§ Written request: Set out the lines of all the entries below as a numbered list, skipping any blank lines. Leave the pictures out of your answer.

══ Dataset

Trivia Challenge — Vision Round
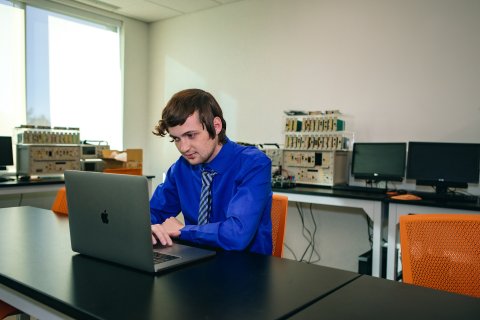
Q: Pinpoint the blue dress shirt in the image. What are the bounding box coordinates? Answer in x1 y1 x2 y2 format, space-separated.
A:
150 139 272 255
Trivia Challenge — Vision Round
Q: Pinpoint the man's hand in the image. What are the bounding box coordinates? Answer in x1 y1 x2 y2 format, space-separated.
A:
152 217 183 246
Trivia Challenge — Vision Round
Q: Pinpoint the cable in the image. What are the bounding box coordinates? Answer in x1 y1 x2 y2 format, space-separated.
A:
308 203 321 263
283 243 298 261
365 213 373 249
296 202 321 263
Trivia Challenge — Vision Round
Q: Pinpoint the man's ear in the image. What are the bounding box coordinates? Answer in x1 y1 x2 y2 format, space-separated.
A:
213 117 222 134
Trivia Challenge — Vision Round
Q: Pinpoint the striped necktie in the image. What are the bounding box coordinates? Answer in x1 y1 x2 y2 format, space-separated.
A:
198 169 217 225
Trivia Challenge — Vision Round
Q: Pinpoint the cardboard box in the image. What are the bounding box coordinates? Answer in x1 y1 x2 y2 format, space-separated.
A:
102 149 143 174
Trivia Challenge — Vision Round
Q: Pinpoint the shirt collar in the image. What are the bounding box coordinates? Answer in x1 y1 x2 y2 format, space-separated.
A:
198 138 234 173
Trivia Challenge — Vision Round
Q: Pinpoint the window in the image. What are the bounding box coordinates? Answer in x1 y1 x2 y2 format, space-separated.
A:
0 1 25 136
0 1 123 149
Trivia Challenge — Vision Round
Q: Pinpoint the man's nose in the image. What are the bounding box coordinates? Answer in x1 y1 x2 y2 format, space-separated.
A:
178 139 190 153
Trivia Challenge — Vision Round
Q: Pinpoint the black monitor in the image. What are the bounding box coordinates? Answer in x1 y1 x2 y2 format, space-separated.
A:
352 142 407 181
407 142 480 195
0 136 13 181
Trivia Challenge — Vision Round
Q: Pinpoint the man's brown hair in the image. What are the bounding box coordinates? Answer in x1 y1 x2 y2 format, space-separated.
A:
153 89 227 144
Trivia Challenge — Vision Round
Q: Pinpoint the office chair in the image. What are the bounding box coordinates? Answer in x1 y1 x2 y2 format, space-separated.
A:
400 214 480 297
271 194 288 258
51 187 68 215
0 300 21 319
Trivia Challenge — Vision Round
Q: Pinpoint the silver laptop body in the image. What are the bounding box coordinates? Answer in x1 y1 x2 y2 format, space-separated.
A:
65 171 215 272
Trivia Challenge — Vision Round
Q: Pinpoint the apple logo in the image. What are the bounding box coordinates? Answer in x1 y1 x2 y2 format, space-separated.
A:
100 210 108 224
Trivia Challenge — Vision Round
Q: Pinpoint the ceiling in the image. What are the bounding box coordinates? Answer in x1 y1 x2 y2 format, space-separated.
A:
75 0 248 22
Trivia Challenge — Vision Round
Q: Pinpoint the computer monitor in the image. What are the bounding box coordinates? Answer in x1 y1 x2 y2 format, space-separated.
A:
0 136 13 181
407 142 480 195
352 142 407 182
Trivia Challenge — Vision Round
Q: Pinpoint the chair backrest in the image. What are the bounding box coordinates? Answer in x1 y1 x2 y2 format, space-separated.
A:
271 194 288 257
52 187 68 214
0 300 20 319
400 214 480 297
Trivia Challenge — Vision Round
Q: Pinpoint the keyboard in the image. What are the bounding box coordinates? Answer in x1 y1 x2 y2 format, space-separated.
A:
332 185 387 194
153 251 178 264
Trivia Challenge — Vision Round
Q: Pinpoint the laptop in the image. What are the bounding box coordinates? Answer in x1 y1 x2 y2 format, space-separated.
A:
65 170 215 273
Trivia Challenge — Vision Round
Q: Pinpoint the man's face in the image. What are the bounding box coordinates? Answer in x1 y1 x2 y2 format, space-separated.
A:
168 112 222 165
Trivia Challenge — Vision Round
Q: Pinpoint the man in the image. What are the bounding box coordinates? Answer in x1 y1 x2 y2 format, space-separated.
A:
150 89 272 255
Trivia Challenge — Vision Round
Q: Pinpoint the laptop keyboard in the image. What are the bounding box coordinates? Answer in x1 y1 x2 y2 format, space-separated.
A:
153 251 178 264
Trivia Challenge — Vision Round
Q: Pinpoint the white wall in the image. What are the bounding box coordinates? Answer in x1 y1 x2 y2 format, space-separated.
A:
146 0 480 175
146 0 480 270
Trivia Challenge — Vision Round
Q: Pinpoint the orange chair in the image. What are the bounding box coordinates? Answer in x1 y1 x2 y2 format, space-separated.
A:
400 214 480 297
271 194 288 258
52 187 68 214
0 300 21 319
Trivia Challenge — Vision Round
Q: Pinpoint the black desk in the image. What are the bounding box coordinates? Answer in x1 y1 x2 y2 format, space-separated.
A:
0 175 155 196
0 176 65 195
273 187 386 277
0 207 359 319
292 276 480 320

════

§ The answer:
1. Trivia Challenge — Vision Round
2. Q: Pinpoint the blue dress shirt in the image. What are the bounding box coordinates? Answer in x1 y1 x2 y2 format, space-separated.
3. A:
4. 150 139 272 255
5. Trivia Challenge — Vision Round
6. Q: Pinpoint the man's hand in the image. What are the bounding box coordinates? Answer in x1 y1 x2 y2 format, space-separated.
7. A:
8. 152 217 183 246
9. Trivia Challenge — Vision Round
10. Q: Pinpoint the cable in the image. What are the bounding box coordinates? Answer in x1 y1 x2 y2 format, space-separated.
11. A:
12. 308 203 321 263
13. 283 243 298 261
14. 365 213 373 249
15. 296 202 321 263
16. Trivia Challenge — Vision Round
17. Q: Pinpoint the man's ear in the image. What are the bounding box coordinates? Answer in x1 y1 x2 y2 format, space-separated.
18. A:
19. 213 117 222 134
20. Trivia Challenge — Vision Round
21. Q: Pinpoint the striped necktie in the image. What are the bounding box coordinates? Answer in x1 y1 x2 y2 format, space-separated.
22. A:
23. 198 169 217 225
24. Trivia Challenge — Vision Round
25. Q: Pinpoint the cardboard box in the image. What are the bounding box coordinates? Answer in x1 y1 x2 y2 format, space-separated.
26. A:
27. 102 149 143 174
28. Trivia Challenge — Vision Round
29. Q: Pinpoint the shirt collar in the image. What are the bounding box coordinates? Answer in x1 y1 x2 y2 format, space-separated.
30. A:
31. 198 138 234 173
32. Trivia Challenge — Vision Round
33. Q: Pinpoint the window in the image. What are the bounding box coordinates? Answer in x1 y1 x2 y2 format, space-separated.
34. A:
35. 0 1 25 136
36. 0 1 123 149
37. Trivia Challenge — Vision Round
38. Q: Pinpoint the man's nose in the image. What are the bounding box coordinates? Answer in x1 y1 x2 y2 format, space-separated.
39. A:
40. 178 139 190 153
41. Trivia Challenge — Vision Round
42. Q: Pinpoint the black monitor in the image. What are the bounding box coordinates? Answer in x1 y1 x2 y2 format, space-separated.
43. A:
44. 352 142 407 181
45. 407 142 480 195
46. 0 136 13 181
47. Trivia Challenge — Vision Round
48. Q: Pinpoint the man's brown hair in the image. What are the bounding box coordinates? Answer in x1 y1 x2 y2 format, space-separated.
49. A:
50. 153 89 227 144
51. Trivia Challenge — Vision Round
52. Q: Pinpoint the office chair in the image. What are the bounding box coordinates? Answer in x1 y1 x2 y2 format, space-separated.
53. A:
54. 400 214 480 297
55. 271 194 288 258
56. 51 187 68 215
57. 0 300 21 319
58. Trivia Challenge — Vision Round
59. Q: Pinpoint the silver laptop body in the image. What are the bounding box coordinates? Answer in x1 y1 x2 y2 format, space-separated.
60. A:
61. 65 171 215 272
62. Trivia Challenge — Vision Round
63. Q: Pinpoint the apple logo in the image. What are the bounding box coordinates? Answer in x1 y1 x2 y2 format, space-separated.
64. A:
65. 100 210 108 224
66. Trivia Challenge — Vision Round
67. Q: Pinpoint the ceiling in the image. What are the bounding box coordinates? Answer in x1 y1 x2 y2 format, space-separated.
68. A:
69. 75 0 248 22
70. Trivia Challenge — Vision Round
71. Q: Pinpoint the computer monitor in the image. What are the bounding box coordinates? Answer in x1 y1 x2 y2 format, space-separated.
72. A:
73. 0 136 13 181
74. 407 142 480 195
75. 352 142 407 182
76. Trivia Challenge — Vision Round
77. Q: Pinpoint the chair backrest in the image. What are the bounding box coordinates? Answer in x1 y1 x2 y2 format, space-separated.
78. A:
79. 271 194 288 257
80. 52 187 68 214
81. 0 300 20 319
82. 400 214 480 297
83. Trivia Challenge — Vision Round
84. Q: Pinpoint the keyboard in the image. What are the bounding box coordinates? Answer in x1 y1 x2 y2 format, space-separated.
85. A:
86. 332 185 387 194
87. 153 251 178 264
88. Trivia Challenge — Vision Round
89. Q: Pinpoint the laptop in the image. What are the bounding box coordinates? Answer in x1 y1 x2 y2 format, space-separated.
90. A:
91. 65 170 215 273
92. Trivia Challenge — Vision Round
93. Q: Pinpoint the man's face in the image. What are the bounding box coordinates? Answer in x1 y1 x2 y2 format, space-separated.
94. A:
95. 168 112 222 165
96. Trivia Challenge — Vision Round
97. Q: Pinpoint the man in the image. What are the bounding box coordinates? Answer in x1 y1 x2 y2 format, space-separated.
98. A:
99. 150 89 272 255
100. Trivia Challenge — Vision Round
101. Q: Pinpoint the laptop keyboard in the image. What are the bounding box coordinates? Answer in x1 y1 x2 y2 format, space-separated.
102. A:
103. 153 251 178 264
104. Trivia Challenge — Vision Round
105. Q: Pinpoint the white wall in the image. What are the bounding box coordinates? Answer in x1 y1 x2 y2 format, space-separated.
106. A:
107. 146 0 480 175
108. 146 0 480 270
109. Trivia Challenge — Vision Round
110. Q: Pinpoint the orange chair in the image. What are the bounding box coordinates? Answer in x1 y1 x2 y2 format, space-separated.
111. A:
112. 400 214 480 297
113. 271 194 288 258
114. 52 187 68 214
115. 0 300 21 319
116. Trivia Challenge — Vision Round
117. Q: Pinpoint the black desk in the image. What are the bounding box coordinates? Answer in x1 y1 x2 y2 format, space-separated.
118. A:
119. 0 175 155 196
120. 0 176 65 195
121. 273 187 386 277
122. 0 207 359 319
123. 292 276 480 320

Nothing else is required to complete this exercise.